++++ ENTRÉES EXTRAITES

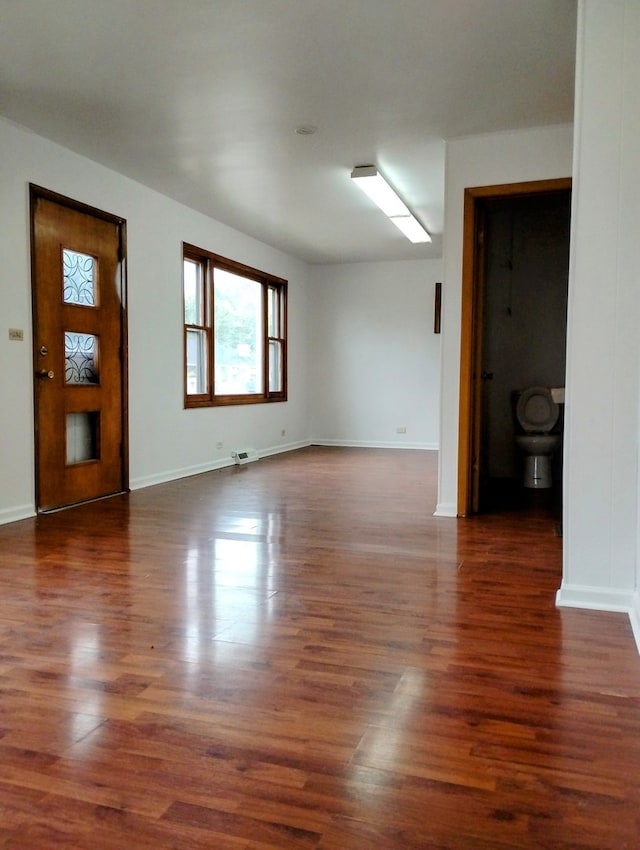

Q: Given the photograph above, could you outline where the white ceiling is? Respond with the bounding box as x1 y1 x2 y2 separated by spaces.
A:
0 0 576 263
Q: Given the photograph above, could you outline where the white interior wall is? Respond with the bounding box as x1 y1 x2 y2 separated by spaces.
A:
558 0 640 616
436 125 573 516
309 260 442 449
0 114 310 522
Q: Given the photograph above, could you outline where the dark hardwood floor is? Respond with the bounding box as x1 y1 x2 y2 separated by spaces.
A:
0 448 640 850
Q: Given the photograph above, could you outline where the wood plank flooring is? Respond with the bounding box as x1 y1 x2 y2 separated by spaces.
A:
0 448 640 850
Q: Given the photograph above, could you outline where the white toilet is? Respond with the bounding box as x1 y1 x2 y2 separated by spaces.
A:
516 387 560 489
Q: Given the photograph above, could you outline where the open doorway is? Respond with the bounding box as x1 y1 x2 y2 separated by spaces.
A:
458 179 571 516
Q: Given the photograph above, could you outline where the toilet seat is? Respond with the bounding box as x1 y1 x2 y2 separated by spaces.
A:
516 387 559 434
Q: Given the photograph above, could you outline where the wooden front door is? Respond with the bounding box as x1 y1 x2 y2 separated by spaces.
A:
31 186 127 511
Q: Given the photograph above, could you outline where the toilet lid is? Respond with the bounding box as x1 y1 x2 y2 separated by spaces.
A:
516 387 558 433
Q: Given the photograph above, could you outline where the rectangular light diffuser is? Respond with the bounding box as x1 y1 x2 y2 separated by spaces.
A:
351 165 431 243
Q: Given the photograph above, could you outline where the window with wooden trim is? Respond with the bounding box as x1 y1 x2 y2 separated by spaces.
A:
182 244 287 407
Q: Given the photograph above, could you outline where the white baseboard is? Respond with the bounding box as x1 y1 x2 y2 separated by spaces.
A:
129 441 309 490
310 437 439 452
556 583 634 614
0 505 36 525
433 502 458 517
629 591 640 654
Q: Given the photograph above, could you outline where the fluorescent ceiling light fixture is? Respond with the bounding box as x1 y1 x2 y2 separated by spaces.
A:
391 215 431 242
351 165 431 242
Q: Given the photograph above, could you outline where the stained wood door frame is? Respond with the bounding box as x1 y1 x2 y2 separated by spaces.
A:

++++++++

→ **CONSIGNE**
Reproduisez toute la liste en remplaçant « photograph » par « image », sans modifier quoi que ce soit d'autre. Omettez les images dans votre réponse.

→ **EXERCICE TERMINÉ**
Q: Given the image above, could you outline where the white ceiling is? Respond with the bounding box as x1 y1 x2 y2 separated by spaces.
A:
0 0 576 263
Q: Given the image above, could you outline where the white interior wall is? Respond with the bounding box as x1 y1 x2 y2 separated by spaces.
A:
558 0 640 616
436 125 573 516
309 260 442 449
0 114 310 522
Q: Given the image above, could you outline where the dark hardwood floor is? Respond with the bounding box as x1 y1 x2 y2 separated by spaces.
A:
0 448 640 850
Q: Given the image above, could you outline where the wood plank flooring is? Respond with the bounding box as x1 y1 x2 y2 separated by spaces.
A:
0 448 640 850
Q: Given the image above, could you outline where the white toilet is? Respond with the bounding box as x1 y1 x2 y2 separated by spaces.
A:
516 387 560 489
Q: Given the image above, could you outline where the open doorway is? Respond with the bounding box as x1 y1 x2 y2 separated by spaces.
A:
458 179 571 516
Q: Given the image above, could you outline where the toilet seat is? Respond with the bounding box as x1 y1 x2 y2 separated by spaces.
A:
516 387 559 434
Q: Given the image above, could you outline where the wooden front door is? Respond with the bounding box as x1 y1 x2 y2 separated by spaces.
A:
31 186 127 511
Q: Given the image above, could you outline where the toilet lid is? Respond with the bounding box as x1 y1 x2 y2 separated by spaces.
A:
516 387 558 433
Q: Given the image above, could you outline where the rectangular light diffuser is? Respond with the bounding box as x1 y1 x2 y2 separated by spaces.
A:
351 165 431 243
Q: Given the image above, could you outline where the window with wooden trim is? Respond with the bounding box as x1 y1 x2 y2 separated by spaces.
A:
182 244 287 407
Q: Given the image above, could you outline where the white baseboard is? Respond with the bounding box as x1 y1 x2 y2 separated by spaces.
A:
129 441 309 490
310 437 439 452
556 583 634 614
0 505 36 525
433 502 458 517
629 591 640 654
Q: Given the image above, could you outline where the fluorescent ceiling light fixture is? Respond with the bounding box as x1 y1 x2 y2 separated by spaces.
A:
391 215 431 242
351 165 431 242
Q: Given the image above, could you outline where the stained wood door frame is? Respond with the bounding box as x1 y1 x2 y2 separated by spaces.
A:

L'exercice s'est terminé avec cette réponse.